Exercise instructions — Please list each letter the CQ WW log page below uses to mark power level in the augmented logs, along with the power level it indicates.

Source excerpt —
══════

Cleaned and augmented versions of the logs for the
CQ WW CW and SSB contests are now available for the period 2005 to 2020.
Links to the cleaned and augmented logs may be followed
here.
The cleaned logs are the result of processing the
QSO:
lines from the entrants' submitted Cabrillo files to ensure that all
fields contain valid values and all the data match the format required
in the rules. Any line containing illegal data in a field (for example, a
zone number greater than 40, or a date/time stamp that is outside the
contest period) has simply been removed. Also, only the
QSO:
lines are retained, so that each line in the file can be processed
easily. All zones are rendered with two digits, so as to further
simplify processing by scripts or programs.
The augmented logs
contain the same information as the cleaned logs, but with the addition
of
some useful (derived) information on each line. In addition to the
actual logs, two additional sources of information are used when
appropriate:
- AD1C has recently made accessible historical cty.dat and associated files. A copy of the cty,dat files is here. These allow us to use callsign-based multiplier lists as they would have existed at the time of each contest.
-
From 2009 onwards, the Reverse Beacon Network
(RBN) has been available for the CW contests. This allows us to include
the time since a station was last posted by the RBN (see below for
details).
The information added to each line of the augmented logs comprises:
- A sequence of four characters that are the same for each entry in a particular log:
- a. letter "A" or "U" indicating "assisted" or "unassisted"
- b. letter "Q", "L", "H" or "U", indicating respectively QRP, low power, high power or unknown power level
- c.
letter "S", "M", "C" or "U", indicating respectively a single-operator,
multi-operator, checklog or unknown operator category [ the contest
organisers have stated that checklogs are not made public, but in fact
at least some of them from the early years have been, hence the need for
the "C" category ]
- d. character "1", "2", "+" or "U", indicating respectively that the number of transmitters is one, two, unlimited or unknown
- A four-digit number representing
the time if the contact in minutes
measured from the start of the contest. (I realise that this can be
calculated
from the other information on the line, but it saves subsequent
script-based processors of the file considerable time to have the
number readily available in the file without having to calculate it for
each QSO.)
- Band
- A set of fourteen flags, each -- apart from column k and column n -- encoded as T/F:
- a. QSO is confirmed by a log from the second party
- b. QSO is a reverse bust (i.e., the second party appears to have bust the
call of the first party)
- c. QSO is an ordinary bust (i.e., the first party appears to have bust the
call of the second party)
- d. the call of the second party is unique
- e. QSO appears to be a NIL
- f. QSO is with a station that did not send in a log, but who did make 20
or more QSOs in the contest
- g. QSO appears to be a country mult
- h. QSO appears to be a zone mult
- i. QSO is a zone bust (i.e., the received zone appears to be a bust)
- j. QSO is a reverse zone bust (i.e. the second party appears to have bust the zone of the first party)

══════

Stored data —

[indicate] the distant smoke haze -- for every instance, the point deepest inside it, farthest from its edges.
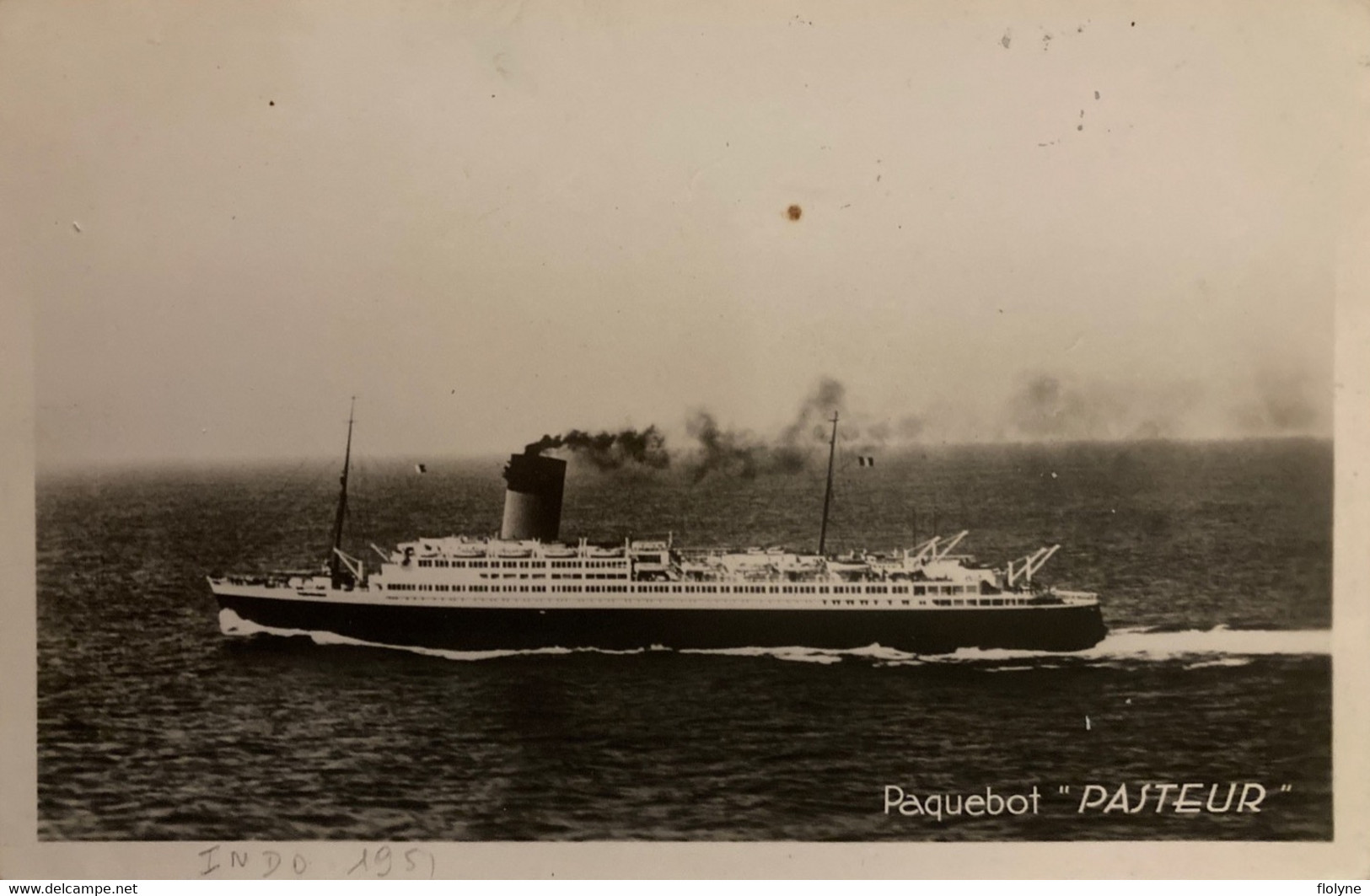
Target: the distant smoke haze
(1041, 407)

══════

Worked answer —
- Q: QRP
- L: low power
- H: high power
- U: unknown power level